◆ **OBJECTIVES**
A: Answer these questions using the article on natural-gas prices:
(i) Which Alberta industry does the article list among those switching fuels?
(ii) What size is David Ryall's greenhouse, and what does it grow?
(iii) By how much had natural-gas prices risen, according to the passage on Mr. Ryall's costs?
B: Resume the article on natural-gas prices, picking up right after its final sentence.

◆ **SUPPLIED TEXT**
════════════════

By WENDY STUECK and MARTIN
MITTELSTAEDT Globe and Mail
Vancouver and Toronto — High
natural-gas prices are starting to exact an environmental cost as
companies across the country switch to dirtier energy, such as oil and
coal.
Giant greenhouses in British Columbia are making the switch, as are
Alberta cement plants and the district heating system that warms most of
Toronto's big office towers.
Natural gas, by far the cleanest of the fossil fuels and lauded by
environmentalists as the easiest way of achieving dramatic air-pollution
reductions, is proving just too expensive after huge price increases in
recent months.
David Ryall, operator of an 18-acre greenhouse growing tomatoes in
Delta, B.C., said the switch was a matter of survival.
Mr. Ryall changed his three boilers to heating oil in December. This
was after his fuel bill shot up in October and November and he feared a
$700,000-a-year increase in costs from natural-gas prices that
quadrupled.
He said he is not happy about the change: His equipment is set up to
burn natural gas and he'd prefer to use the cleaner fuel.

════════════════

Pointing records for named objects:
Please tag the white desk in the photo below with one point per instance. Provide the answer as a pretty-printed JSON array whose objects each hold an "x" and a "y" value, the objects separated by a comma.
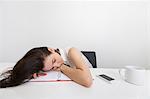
[{"x": 119, "y": 89}]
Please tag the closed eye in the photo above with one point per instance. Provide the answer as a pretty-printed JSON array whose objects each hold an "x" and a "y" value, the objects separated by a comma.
[{"x": 53, "y": 61}]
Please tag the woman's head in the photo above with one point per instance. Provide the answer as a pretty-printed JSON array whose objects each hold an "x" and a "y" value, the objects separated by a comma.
[{"x": 32, "y": 62}]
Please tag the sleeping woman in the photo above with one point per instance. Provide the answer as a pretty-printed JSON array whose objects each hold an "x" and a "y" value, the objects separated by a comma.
[{"x": 69, "y": 61}]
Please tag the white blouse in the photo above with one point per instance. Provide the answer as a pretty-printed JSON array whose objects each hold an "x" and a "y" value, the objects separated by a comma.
[{"x": 64, "y": 55}]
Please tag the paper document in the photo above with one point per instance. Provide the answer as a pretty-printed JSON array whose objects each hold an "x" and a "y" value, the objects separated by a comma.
[{"x": 51, "y": 76}]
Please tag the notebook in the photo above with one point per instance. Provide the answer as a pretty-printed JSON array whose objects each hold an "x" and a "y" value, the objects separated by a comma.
[{"x": 51, "y": 76}]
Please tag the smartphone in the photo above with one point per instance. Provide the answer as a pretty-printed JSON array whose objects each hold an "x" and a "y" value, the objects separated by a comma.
[{"x": 106, "y": 78}]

════════════════

◆ **ANSWERS FOR THIS EXERCISE**
A:
(i) Cement plants.
(ii) It covers 18 acres and grows tomatoes.
(iii) They quadrupled.

B:
Mr. Ryall said he hopes to be back on natural gas by April. In the
meantime, he's considering longer-term solutions such as clean-burning
wood pellets, for example, or co-generation plants that typically use heat
generated from operations to fuel some part of the facility.
"There probably isn't a greenhouse in Western Europe that doesn't have
[a co-generation] facility with it," Mr. Ryall said.
The district heating system that serves Toronto's downtown is another
victim of the surge in natural gas prices.
This winter, Toronto's heating system will burn about 30 times as much
oil as it did last year.
Many of Toronto's large buildings, including the provincial
legislature, are heated by steam from boilers that can switch between
natural gas or oil. But the gas is delivered under contracts that are
interruptible when demand is high, and suppliers have cut the flow dozens
of times this year. Last year, that happened only once.
"We don't have any choice" but to burn oil when the supply is
interrupted, said Juri Pill, president of Enwave District Energy Ltd., the
heating-system operator.
Enwave is exploring some novel ways to reduce its dependence on natural
gas, such as using methane from municipal garbage — so-called biomass — as
a possible alternative.
Ontario Power Generation, the provincially owned electric utility,
recently completed a costly retooling of its Lennox generating station in
Eastern Ontario to burn either natural gas or oil.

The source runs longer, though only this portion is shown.